• [WHAT THE TASK REQUIRES] How many lines in the entries below contain the string "green"? Reply with the number alone.

• [EXTRACTED MATERIAL]
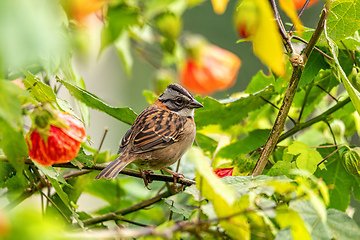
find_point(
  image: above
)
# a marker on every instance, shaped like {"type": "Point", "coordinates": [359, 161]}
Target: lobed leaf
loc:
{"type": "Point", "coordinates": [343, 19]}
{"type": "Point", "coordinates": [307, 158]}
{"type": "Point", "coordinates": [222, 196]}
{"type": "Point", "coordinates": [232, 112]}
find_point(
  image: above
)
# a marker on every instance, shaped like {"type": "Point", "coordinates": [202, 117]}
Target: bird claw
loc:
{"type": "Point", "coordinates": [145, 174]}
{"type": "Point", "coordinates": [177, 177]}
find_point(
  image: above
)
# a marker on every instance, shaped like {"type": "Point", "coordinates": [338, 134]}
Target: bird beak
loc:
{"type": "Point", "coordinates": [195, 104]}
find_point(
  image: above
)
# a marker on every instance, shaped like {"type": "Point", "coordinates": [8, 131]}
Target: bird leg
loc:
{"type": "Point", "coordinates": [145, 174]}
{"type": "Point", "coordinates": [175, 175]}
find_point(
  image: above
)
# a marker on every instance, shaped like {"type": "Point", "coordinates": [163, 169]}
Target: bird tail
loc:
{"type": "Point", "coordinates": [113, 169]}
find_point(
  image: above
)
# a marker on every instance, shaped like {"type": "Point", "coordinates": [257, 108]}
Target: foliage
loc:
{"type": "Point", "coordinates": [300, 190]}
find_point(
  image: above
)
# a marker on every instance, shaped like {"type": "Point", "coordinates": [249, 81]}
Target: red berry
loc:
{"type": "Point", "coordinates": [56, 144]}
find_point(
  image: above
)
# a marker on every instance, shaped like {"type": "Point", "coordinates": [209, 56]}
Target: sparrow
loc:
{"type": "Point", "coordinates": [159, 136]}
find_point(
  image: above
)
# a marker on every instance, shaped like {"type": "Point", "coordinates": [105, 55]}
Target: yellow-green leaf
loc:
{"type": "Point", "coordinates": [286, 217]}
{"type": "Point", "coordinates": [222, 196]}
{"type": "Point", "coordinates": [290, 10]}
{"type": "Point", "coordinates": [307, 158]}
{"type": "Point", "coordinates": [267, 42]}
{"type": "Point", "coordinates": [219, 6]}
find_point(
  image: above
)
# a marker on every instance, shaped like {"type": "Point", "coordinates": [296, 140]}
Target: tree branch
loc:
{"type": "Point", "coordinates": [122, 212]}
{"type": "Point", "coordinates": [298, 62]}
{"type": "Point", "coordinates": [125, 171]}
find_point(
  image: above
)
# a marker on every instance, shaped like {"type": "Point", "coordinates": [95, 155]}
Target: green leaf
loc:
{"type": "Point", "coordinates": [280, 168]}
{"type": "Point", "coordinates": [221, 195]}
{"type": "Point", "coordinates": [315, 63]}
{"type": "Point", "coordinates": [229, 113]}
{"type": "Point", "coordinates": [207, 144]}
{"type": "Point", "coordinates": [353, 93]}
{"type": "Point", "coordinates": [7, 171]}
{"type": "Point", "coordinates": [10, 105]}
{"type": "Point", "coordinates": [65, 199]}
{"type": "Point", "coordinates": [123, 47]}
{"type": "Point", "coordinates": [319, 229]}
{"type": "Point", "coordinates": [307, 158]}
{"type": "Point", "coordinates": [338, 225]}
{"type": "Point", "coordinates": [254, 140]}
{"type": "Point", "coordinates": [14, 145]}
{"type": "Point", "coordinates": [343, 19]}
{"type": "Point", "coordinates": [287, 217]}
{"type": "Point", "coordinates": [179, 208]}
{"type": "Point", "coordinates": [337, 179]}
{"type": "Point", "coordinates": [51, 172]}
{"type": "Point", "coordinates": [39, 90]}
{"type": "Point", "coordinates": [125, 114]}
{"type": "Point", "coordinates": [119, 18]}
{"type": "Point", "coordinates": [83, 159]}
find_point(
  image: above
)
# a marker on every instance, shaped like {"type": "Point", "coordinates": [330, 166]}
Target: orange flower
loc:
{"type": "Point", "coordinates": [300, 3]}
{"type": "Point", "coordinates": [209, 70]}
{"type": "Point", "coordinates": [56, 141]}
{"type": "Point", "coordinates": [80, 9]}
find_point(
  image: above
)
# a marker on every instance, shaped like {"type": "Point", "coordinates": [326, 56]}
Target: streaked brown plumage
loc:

==

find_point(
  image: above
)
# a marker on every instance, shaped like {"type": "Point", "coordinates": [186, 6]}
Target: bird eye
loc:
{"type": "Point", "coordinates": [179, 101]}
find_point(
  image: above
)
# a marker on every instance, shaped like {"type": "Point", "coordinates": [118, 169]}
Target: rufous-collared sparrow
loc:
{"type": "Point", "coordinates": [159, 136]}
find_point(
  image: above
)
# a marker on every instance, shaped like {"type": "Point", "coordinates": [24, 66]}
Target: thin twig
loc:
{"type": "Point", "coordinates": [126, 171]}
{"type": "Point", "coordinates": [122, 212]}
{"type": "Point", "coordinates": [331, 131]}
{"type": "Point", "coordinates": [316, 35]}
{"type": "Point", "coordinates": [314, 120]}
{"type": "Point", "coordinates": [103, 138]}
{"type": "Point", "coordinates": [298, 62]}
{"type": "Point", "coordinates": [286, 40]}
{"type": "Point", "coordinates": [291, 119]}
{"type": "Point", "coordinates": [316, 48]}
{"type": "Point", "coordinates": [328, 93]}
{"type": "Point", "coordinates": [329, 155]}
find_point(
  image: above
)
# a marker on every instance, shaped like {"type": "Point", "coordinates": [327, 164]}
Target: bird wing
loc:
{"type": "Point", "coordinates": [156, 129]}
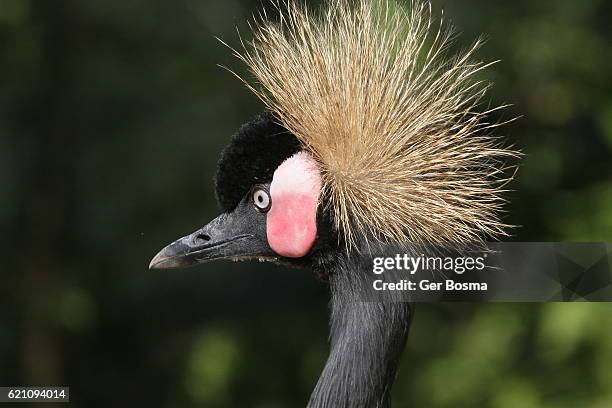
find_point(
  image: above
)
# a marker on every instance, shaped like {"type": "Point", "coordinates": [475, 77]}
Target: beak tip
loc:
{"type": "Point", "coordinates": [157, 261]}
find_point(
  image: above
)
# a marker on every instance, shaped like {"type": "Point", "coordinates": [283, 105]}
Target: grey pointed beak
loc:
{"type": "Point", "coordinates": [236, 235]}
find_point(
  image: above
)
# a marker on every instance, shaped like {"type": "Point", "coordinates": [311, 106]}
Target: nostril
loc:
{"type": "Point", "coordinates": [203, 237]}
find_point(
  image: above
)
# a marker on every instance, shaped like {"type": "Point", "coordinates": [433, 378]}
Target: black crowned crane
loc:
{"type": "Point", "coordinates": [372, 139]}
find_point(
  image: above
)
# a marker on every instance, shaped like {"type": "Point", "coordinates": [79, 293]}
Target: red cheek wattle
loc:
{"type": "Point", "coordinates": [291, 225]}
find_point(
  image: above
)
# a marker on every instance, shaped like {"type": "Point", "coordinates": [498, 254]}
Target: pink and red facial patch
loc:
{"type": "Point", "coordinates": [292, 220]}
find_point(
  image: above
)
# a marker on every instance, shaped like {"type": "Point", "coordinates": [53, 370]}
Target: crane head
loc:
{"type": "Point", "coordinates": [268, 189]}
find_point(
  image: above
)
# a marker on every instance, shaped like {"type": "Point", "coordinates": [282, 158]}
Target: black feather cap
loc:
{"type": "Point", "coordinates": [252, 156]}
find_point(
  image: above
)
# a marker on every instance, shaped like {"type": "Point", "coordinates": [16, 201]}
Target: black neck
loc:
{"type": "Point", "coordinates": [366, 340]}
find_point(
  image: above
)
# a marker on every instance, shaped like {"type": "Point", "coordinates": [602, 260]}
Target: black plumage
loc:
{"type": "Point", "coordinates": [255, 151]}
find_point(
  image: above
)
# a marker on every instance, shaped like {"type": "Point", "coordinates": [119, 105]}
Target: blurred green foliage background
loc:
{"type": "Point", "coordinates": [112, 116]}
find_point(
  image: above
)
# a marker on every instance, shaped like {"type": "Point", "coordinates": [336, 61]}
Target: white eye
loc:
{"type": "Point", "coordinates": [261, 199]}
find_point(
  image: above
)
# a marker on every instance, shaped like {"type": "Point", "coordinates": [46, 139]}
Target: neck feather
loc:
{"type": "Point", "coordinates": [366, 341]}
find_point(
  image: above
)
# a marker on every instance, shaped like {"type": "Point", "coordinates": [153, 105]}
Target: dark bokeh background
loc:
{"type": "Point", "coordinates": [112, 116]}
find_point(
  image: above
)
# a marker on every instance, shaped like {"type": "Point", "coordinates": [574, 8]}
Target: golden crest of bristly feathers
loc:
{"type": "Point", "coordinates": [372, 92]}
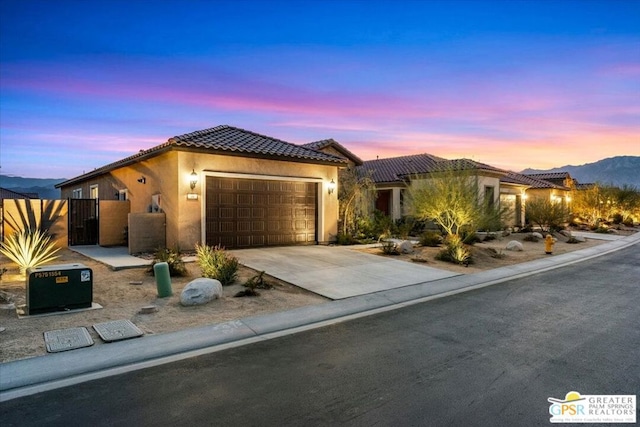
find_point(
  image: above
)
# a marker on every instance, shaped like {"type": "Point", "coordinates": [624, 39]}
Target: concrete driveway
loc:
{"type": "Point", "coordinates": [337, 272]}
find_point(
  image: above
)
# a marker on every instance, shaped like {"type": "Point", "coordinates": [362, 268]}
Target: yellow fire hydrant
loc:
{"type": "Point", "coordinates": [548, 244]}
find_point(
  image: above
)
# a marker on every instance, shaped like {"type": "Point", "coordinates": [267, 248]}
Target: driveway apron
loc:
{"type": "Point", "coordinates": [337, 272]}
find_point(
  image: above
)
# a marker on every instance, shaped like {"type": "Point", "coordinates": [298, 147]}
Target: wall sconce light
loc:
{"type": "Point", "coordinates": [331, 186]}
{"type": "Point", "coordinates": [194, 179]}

• [RIGHT ANSWER] 3